What to work on
Rescale the material, starting with its first line and going on through the line that contains "[(152, 186)]". Multiply every coordinate in the answers by 2.25 and round to whole numbers with halves rounded up, but copy the requests and their format samples unchanged.

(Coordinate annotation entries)
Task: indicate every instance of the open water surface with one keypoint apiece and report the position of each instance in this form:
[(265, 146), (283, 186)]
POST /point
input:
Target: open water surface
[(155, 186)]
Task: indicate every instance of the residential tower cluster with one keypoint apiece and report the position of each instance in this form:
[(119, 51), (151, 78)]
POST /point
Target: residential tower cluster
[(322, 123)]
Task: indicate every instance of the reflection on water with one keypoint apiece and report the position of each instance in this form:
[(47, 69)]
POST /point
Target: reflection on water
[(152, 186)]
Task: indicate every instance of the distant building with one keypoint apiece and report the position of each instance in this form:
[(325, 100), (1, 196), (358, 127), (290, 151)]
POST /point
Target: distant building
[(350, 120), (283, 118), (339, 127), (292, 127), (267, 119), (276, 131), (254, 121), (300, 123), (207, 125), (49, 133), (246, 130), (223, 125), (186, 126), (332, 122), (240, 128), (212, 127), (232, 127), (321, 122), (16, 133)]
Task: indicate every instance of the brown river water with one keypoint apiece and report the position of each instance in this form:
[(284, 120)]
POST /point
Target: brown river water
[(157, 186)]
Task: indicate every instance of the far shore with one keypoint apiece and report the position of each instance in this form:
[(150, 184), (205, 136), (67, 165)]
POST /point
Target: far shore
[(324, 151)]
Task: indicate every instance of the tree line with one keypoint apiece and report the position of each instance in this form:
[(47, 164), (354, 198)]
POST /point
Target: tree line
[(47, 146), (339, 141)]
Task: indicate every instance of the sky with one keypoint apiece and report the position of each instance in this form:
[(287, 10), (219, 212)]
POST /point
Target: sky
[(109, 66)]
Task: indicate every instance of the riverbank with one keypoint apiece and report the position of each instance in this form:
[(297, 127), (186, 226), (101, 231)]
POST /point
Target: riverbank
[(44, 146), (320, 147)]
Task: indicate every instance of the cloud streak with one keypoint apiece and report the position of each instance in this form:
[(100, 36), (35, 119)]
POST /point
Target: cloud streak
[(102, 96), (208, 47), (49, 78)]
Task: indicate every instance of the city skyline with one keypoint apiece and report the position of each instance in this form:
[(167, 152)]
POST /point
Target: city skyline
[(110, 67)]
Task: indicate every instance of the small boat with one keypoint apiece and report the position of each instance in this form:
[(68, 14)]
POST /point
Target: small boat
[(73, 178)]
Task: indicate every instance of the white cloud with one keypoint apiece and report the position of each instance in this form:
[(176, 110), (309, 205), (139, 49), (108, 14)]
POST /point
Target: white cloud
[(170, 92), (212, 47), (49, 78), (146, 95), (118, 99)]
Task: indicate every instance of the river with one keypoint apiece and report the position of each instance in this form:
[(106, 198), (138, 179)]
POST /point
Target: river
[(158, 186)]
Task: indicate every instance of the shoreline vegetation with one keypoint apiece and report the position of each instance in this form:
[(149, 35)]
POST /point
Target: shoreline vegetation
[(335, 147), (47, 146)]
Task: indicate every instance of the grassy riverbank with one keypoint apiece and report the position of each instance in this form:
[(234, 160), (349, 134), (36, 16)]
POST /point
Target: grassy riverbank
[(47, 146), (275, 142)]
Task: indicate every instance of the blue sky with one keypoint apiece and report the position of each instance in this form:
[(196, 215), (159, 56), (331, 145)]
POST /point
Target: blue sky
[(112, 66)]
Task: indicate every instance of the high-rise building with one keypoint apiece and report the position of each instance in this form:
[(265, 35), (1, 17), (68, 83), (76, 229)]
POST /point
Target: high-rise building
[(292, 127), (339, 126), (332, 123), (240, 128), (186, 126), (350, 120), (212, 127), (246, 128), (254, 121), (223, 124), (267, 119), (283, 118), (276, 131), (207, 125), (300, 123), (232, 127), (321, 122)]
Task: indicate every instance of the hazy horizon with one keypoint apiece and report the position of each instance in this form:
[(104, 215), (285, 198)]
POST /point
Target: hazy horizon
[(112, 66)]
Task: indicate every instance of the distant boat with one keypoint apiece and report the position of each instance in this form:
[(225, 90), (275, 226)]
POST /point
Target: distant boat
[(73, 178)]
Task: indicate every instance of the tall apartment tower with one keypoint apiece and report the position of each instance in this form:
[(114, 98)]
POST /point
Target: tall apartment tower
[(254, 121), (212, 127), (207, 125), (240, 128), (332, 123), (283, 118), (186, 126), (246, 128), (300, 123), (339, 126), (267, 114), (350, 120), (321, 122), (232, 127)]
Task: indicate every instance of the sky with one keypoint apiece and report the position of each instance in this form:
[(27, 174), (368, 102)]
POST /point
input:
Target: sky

Worked solution
Task: indicate every instance of the open water surface with one keypoint apiece and report the position of each instance in this form:
[(265, 146), (283, 186)]
POST /point
input:
Target: open water surface
[(349, 419)]
Task: indicate every instance of the residential tower cluster with one keypoint apiece and report the position of each instance in this form:
[(119, 51), (151, 78)]
POST /point
Target: residential tower cluster
[(725, 277)]
Task: indicate every instance of the reflection on water with one keypoint apiece and report the position of each instance in this form:
[(47, 69)]
POST /point
Target: reflection on water
[(342, 419)]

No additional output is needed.